Your goal:
Rewrite the material below, changing every "overhead image" to "aerial image" and leaving everything else as it is.

==== Records shown ====

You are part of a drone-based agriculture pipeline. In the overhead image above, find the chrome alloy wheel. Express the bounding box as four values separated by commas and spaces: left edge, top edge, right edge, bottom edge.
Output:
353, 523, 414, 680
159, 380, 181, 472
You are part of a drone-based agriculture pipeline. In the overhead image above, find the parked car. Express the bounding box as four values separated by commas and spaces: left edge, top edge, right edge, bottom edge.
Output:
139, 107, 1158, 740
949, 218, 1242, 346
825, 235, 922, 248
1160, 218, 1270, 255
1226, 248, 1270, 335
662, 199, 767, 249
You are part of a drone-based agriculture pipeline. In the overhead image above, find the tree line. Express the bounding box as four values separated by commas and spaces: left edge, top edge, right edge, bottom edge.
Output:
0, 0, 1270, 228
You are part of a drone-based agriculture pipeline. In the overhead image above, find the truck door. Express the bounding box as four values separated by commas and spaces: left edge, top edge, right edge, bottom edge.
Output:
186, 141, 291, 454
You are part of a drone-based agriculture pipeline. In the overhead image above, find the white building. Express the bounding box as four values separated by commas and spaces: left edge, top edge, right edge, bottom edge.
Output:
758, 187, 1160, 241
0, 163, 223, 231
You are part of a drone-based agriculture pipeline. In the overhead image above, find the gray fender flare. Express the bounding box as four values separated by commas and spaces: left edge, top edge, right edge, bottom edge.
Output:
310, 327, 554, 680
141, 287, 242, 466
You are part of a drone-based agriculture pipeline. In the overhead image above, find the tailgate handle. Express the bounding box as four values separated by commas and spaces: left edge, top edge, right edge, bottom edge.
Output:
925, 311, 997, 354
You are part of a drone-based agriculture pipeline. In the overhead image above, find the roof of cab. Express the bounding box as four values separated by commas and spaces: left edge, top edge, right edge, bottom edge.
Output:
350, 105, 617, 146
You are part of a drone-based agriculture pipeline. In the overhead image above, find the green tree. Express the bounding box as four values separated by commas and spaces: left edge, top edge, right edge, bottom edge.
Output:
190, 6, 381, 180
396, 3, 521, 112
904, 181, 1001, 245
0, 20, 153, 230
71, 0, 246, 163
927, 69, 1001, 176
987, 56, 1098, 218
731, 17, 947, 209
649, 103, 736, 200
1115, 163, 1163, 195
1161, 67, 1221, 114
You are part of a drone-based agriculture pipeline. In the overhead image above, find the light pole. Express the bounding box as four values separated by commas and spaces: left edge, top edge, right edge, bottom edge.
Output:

====

Written response:
You are part of a drone-based agriculture pipeline. In the aerial image above, find the chrome alloy wheel. Express the bounding box as four values separated by commas and spaces: left edge, top edge, right edge, bottom edge.
Output:
353, 523, 414, 680
159, 380, 181, 472
You are part of a drone-based agriculture pipeline. In the aerial image above, find the parked car. Express the bounding box as four values separated by commas and spaces: left edge, top edge, right edge, bottom edge.
Output:
139, 107, 1158, 740
949, 218, 1242, 346
825, 235, 922, 248
1160, 218, 1270, 255
1226, 248, 1270, 335
662, 199, 767, 249
You are part of a drone-based agriculture pipeline. In the aerial image above, find the tree line. Express the bounding box as four values separated by commas and spaces: left edge, top edge, right edge, bottom edge.
Output:
0, 0, 1270, 228
You are part of a drone-based agriculture pipeline. In the aerial image above, find the truck door. Express the bounding box as four values separated by commas and spaces: left edge, top edge, right edge, bottom edge.
Output:
186, 141, 291, 454
You are part of a drone-based agriculture pipeline. In the aerial image above, find the white building. Express the bounding box as four values separated by commas and spaces: left edge, top edge, right edge, bottom edge.
Output:
758, 187, 1160, 241
0, 163, 223, 231
You are part of a drone-based agriculture pipeline. In the aerial image above, find the gray fender flare. Express the bounding box as four values separated by commas and spaces: left edge, top edge, right edge, bottom edge.
Output:
310, 327, 554, 680
141, 287, 242, 466
You are part of a drone-based agriculture pipeline. In the aerial image above, find the tailgate handle. Express the bounding box as four values separated by commas and spaces: left edge, top edge, right edge, bottom edge.
Output:
925, 311, 997, 354
You are part of a drone-based agriculture pipeline. In the aerial image above, find the roof of cab. Express the bounding box as four values separated by commas and spaces: left edge, top edge, right edge, bottom edge.
Output:
350, 105, 617, 146
You are part of a drone-based agriculture pipeline. In the aerial image above, find the green tree. Express the bounding box as four values separated by commas and spaces: left edge, top edge, right edge, bottom edge.
Output:
190, 6, 381, 180
396, 3, 521, 112
904, 181, 1001, 245
0, 20, 153, 230
71, 0, 246, 163
927, 69, 1001, 176
987, 56, 1098, 218
731, 17, 947, 209
649, 103, 736, 200
1115, 163, 1163, 195
1161, 67, 1221, 114
You are part of a drone-based agriculture pipeline. In the aerial image above, find the light pole. Express the bounding box as four values separated by commas and spaces: left edge, top edge, right edge, bottom edge.
Output:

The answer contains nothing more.